Problem to work on -> Print exactly the lines below between the line holding "Mark the sidewalk" and the line holding "Mark the utility", inclusive, and nothing more.
┌──
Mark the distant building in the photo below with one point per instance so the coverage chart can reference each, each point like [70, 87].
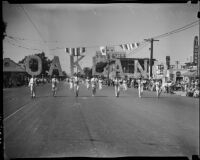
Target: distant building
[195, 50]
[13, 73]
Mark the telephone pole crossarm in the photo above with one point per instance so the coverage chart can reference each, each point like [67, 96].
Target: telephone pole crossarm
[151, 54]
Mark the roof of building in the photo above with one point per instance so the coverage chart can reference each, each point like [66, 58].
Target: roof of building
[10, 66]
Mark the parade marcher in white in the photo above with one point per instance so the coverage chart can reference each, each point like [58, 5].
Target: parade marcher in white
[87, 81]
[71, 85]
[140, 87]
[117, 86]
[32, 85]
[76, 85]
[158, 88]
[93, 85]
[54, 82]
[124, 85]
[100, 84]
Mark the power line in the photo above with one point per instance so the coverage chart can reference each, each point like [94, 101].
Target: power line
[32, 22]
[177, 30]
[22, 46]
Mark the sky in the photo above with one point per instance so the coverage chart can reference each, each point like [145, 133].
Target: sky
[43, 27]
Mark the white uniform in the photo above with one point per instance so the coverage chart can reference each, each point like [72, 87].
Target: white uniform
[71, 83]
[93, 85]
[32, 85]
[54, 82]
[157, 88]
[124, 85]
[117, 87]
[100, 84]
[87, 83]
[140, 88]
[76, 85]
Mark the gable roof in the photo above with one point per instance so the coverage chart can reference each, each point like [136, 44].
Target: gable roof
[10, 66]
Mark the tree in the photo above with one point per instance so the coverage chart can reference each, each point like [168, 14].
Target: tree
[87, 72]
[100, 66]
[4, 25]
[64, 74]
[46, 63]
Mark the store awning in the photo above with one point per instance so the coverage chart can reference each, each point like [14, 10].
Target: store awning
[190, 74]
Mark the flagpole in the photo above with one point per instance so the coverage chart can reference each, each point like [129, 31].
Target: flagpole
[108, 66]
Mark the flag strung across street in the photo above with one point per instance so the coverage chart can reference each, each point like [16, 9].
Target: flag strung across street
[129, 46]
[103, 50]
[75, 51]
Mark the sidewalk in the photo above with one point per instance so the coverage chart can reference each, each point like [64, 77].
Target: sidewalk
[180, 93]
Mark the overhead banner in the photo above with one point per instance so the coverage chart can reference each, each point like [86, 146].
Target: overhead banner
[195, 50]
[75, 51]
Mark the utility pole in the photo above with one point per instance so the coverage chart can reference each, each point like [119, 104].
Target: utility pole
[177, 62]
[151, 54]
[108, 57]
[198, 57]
└──
┌──
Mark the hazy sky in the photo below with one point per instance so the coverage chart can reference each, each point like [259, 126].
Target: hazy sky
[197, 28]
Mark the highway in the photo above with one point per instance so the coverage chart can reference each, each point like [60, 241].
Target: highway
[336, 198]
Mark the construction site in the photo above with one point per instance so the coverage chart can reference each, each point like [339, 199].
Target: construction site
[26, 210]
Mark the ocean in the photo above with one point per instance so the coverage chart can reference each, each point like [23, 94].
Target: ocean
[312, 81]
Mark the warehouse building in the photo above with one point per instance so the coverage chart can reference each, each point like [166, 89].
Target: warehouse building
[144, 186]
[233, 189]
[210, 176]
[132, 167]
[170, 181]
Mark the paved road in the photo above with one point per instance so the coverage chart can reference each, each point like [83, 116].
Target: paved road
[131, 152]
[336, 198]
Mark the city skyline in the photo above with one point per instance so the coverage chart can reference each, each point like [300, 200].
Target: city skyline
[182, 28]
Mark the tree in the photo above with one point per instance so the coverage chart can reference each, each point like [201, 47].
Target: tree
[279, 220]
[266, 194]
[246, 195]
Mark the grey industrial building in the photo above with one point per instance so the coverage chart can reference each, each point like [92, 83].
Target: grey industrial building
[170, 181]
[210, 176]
└──
┌──
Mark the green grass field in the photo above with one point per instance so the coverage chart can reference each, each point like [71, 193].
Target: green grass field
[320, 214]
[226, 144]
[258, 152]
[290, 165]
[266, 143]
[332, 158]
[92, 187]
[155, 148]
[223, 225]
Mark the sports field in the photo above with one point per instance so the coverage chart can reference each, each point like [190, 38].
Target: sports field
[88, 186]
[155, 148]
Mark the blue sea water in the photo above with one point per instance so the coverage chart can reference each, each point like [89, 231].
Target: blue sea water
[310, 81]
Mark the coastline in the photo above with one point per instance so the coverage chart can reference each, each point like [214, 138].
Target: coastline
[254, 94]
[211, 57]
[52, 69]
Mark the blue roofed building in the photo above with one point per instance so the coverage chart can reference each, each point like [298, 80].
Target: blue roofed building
└──
Answer to the exercise ->
Mark the sidewalk in the photo above with one point per instance so the coverage chart can reference each, each point like [64, 77].
Target: sidewalk
[180, 93]
Mark the overhead banner in the photo above with one point per instance so the coverage chart can reference each, each point like [86, 146].
Target: overhead banner
[195, 50]
[75, 51]
Mark the utility pole in the photo above with one point per instance so the coverage chart can reference each, each point like [119, 104].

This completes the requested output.